### RECORDS FOR PROCESSING ###
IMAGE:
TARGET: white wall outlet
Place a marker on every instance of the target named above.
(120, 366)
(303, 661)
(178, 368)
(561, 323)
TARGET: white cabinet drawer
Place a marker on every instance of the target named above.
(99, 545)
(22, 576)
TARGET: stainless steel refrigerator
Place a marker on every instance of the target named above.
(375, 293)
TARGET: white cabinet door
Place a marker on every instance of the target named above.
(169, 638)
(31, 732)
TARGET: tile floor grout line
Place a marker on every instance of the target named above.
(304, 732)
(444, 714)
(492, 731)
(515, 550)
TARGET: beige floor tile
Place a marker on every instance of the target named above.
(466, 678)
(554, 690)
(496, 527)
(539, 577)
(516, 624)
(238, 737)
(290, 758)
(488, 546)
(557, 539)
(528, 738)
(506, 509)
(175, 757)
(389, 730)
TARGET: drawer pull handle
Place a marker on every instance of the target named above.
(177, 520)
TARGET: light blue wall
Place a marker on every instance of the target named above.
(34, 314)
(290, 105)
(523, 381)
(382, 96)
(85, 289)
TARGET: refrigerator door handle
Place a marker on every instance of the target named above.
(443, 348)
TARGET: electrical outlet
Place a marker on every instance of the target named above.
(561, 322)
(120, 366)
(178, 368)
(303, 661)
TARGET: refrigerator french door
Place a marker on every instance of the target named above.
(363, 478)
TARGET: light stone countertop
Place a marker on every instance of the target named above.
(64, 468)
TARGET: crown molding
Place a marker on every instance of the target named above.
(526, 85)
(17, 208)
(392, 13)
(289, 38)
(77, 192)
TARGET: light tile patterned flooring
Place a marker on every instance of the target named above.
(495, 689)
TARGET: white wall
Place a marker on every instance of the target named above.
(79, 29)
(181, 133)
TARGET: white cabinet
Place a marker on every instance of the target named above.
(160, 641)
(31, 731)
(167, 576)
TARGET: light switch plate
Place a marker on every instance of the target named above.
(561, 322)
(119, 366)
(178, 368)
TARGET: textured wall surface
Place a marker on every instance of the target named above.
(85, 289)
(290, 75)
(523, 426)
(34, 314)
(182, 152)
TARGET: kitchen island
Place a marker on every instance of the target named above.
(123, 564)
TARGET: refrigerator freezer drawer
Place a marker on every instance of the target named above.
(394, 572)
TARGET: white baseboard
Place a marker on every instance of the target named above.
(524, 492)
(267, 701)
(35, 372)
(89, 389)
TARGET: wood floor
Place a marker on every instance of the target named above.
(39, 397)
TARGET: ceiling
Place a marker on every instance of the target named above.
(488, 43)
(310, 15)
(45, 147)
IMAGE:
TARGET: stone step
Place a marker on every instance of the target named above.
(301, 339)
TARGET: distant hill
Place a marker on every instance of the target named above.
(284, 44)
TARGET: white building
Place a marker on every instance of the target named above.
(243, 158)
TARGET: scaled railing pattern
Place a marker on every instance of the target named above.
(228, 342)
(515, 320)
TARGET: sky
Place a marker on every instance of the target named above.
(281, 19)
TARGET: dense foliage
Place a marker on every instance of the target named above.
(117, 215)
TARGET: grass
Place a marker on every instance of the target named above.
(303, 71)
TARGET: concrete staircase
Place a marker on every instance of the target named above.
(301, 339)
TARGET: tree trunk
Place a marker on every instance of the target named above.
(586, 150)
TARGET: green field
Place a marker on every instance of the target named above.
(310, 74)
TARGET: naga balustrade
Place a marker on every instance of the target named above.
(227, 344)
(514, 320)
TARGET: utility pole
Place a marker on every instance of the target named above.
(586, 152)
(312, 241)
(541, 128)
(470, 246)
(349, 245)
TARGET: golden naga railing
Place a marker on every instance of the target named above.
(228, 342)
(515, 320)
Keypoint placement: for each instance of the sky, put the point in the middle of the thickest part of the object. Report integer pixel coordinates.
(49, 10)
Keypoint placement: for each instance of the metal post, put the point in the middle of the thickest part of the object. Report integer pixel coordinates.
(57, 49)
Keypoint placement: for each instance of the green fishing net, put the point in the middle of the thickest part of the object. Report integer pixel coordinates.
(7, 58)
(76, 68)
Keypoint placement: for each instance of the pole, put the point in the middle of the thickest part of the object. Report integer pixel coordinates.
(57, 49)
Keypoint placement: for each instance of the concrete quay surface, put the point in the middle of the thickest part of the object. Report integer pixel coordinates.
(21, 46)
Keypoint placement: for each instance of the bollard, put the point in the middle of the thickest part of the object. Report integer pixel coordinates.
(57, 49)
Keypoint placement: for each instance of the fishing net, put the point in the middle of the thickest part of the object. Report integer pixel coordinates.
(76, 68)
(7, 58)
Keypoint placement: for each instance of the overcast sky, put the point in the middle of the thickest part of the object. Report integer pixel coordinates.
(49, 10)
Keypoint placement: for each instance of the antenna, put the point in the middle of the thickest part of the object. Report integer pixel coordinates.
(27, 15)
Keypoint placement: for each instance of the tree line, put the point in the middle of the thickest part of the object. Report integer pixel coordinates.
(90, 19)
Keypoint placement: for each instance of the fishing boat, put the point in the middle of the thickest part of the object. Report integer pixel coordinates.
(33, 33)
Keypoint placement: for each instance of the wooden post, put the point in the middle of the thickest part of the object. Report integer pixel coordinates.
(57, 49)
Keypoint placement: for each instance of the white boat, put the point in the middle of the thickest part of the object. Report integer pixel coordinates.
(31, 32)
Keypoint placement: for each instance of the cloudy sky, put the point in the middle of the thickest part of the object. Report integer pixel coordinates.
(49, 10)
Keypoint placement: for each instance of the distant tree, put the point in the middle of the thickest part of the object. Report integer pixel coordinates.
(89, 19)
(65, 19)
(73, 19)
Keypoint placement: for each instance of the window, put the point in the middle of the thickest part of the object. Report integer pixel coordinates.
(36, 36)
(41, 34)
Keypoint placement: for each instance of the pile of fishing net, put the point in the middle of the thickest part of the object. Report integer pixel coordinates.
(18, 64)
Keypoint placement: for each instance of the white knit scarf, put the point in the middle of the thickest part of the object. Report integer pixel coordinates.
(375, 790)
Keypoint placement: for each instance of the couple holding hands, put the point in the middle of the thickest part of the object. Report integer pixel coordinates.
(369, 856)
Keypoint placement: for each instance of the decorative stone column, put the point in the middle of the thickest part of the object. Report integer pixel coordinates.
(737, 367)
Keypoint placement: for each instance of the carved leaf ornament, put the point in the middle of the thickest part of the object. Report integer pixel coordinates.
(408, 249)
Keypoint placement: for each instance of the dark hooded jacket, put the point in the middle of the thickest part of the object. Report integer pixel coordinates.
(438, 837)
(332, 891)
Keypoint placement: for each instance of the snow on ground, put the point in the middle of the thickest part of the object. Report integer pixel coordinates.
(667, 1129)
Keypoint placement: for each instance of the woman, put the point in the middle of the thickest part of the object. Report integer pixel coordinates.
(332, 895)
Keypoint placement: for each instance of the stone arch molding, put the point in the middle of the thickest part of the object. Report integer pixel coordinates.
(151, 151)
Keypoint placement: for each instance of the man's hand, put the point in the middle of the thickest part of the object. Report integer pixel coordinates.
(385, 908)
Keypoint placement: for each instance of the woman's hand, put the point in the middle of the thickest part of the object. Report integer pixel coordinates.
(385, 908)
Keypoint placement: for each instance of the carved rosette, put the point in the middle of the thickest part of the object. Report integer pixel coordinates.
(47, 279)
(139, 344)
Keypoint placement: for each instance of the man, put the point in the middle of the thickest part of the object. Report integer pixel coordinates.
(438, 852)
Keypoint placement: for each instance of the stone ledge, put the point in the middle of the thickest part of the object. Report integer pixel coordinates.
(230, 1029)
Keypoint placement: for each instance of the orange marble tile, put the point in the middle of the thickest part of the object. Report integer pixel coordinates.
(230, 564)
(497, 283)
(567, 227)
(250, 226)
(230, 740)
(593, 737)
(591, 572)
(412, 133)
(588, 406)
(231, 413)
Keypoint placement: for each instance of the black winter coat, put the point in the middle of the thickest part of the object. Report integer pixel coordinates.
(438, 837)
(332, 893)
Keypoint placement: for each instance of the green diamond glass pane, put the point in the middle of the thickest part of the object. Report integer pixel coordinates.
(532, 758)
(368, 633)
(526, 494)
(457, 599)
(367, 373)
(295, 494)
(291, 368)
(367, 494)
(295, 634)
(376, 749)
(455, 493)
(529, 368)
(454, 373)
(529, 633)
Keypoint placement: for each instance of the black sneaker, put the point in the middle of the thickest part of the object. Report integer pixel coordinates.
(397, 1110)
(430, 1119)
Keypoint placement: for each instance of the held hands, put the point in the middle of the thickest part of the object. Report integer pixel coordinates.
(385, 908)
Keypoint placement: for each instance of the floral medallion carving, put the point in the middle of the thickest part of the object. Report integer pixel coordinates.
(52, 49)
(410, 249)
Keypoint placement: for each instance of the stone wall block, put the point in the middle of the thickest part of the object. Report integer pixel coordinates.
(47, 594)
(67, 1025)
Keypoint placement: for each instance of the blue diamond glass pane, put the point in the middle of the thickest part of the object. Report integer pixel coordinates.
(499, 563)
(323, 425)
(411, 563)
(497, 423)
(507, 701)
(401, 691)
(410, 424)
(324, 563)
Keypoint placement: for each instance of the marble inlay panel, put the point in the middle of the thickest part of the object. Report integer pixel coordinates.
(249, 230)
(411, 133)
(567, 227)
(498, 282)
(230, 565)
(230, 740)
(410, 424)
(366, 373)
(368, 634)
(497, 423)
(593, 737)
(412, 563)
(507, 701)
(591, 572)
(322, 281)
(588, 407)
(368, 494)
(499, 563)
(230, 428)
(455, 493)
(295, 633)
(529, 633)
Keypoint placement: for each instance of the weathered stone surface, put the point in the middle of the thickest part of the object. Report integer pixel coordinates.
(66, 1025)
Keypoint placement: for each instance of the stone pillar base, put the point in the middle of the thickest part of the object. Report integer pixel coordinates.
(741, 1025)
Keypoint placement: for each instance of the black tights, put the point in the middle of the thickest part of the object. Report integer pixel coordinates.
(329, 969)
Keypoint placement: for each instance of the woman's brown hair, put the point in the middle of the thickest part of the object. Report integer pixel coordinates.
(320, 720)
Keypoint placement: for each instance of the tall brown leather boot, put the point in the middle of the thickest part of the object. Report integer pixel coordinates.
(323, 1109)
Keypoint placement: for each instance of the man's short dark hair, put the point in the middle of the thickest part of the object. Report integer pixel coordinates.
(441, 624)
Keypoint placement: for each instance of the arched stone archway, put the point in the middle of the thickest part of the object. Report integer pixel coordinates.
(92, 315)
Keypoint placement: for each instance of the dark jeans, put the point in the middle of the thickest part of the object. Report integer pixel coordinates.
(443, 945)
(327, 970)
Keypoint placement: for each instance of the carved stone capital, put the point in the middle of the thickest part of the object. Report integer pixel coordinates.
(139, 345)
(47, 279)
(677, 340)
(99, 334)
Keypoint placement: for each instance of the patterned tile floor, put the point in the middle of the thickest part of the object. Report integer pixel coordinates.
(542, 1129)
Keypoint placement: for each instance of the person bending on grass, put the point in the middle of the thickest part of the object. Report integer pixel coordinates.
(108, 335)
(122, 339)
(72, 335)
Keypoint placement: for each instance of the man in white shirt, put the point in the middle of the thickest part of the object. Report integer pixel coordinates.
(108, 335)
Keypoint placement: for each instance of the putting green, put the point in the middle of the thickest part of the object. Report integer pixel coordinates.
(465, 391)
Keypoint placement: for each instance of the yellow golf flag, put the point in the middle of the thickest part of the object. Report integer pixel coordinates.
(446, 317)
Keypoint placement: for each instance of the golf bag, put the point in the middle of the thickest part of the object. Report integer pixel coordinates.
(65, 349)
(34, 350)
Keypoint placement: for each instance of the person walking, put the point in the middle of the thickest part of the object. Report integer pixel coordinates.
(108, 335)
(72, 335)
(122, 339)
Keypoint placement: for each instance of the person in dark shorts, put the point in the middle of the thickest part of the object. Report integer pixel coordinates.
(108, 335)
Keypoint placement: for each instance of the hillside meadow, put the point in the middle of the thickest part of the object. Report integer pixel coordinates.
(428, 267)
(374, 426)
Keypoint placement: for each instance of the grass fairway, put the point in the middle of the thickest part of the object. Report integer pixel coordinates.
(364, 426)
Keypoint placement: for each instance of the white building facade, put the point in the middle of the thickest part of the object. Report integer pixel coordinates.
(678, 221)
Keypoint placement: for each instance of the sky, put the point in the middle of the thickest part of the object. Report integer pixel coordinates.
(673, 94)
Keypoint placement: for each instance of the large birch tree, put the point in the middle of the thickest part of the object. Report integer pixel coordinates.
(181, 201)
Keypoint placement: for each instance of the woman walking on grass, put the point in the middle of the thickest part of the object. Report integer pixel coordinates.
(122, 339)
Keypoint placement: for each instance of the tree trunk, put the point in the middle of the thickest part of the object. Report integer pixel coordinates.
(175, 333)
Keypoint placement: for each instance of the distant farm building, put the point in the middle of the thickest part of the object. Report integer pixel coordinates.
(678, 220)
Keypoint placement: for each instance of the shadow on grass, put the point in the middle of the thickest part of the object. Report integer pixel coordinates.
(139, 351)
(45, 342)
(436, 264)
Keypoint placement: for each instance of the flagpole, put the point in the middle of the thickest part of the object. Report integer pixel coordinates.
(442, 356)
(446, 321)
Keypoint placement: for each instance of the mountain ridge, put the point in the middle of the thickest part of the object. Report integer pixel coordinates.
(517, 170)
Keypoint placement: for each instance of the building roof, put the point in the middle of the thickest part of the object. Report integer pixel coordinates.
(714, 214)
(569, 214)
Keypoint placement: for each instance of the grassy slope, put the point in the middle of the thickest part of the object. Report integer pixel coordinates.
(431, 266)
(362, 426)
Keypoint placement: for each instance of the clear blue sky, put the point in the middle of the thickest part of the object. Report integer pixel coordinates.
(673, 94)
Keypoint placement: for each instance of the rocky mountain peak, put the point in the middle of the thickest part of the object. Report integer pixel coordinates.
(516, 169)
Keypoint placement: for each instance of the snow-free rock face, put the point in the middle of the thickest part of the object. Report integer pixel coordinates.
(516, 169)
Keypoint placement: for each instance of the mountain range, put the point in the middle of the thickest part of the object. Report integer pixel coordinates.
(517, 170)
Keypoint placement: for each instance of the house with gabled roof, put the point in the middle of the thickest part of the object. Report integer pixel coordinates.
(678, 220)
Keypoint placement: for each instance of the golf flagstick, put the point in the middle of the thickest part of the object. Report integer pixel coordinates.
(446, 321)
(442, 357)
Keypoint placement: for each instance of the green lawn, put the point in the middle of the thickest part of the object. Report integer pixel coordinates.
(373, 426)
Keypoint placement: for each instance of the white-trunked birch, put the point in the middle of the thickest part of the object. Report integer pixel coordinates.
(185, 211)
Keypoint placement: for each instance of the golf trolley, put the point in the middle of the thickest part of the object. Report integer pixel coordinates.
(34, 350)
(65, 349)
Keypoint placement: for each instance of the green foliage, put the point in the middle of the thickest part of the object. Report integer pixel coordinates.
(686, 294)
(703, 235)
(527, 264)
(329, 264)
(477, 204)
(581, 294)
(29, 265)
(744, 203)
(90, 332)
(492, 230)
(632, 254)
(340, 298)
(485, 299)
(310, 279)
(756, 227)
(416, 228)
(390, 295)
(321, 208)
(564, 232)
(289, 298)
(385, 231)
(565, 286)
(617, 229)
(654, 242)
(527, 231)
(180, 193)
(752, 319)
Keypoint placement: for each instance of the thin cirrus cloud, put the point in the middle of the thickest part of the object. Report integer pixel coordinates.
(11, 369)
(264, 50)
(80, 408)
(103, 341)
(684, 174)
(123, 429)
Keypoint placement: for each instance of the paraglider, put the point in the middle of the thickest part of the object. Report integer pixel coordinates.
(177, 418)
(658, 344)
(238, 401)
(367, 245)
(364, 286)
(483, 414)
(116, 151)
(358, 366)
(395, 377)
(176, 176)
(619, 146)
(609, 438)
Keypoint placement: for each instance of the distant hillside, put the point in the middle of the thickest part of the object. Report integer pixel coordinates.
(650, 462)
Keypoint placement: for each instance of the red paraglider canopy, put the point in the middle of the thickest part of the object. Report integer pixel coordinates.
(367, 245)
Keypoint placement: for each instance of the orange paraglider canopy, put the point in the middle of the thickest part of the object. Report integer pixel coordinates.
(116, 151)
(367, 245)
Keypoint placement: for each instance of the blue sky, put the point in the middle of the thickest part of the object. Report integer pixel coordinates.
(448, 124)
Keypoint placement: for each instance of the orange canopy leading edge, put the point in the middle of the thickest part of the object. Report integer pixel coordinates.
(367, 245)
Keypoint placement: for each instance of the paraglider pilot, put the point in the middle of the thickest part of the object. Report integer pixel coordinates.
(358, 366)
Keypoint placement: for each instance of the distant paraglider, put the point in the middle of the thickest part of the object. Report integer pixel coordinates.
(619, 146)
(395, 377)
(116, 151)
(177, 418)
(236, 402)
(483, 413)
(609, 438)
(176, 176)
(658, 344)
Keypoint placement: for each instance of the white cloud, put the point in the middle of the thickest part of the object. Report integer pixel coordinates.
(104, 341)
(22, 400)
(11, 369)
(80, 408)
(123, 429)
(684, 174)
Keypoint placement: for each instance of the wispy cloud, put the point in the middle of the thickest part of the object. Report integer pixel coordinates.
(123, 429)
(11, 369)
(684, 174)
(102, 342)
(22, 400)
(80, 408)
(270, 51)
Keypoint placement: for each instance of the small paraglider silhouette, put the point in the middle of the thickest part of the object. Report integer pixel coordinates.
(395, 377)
###
TASK: The lines in the entries above that carry the word "outlet" must be copied.

EXPECTED ANSWER:
TARGET: white wall outlet
TARGET: electrical outlet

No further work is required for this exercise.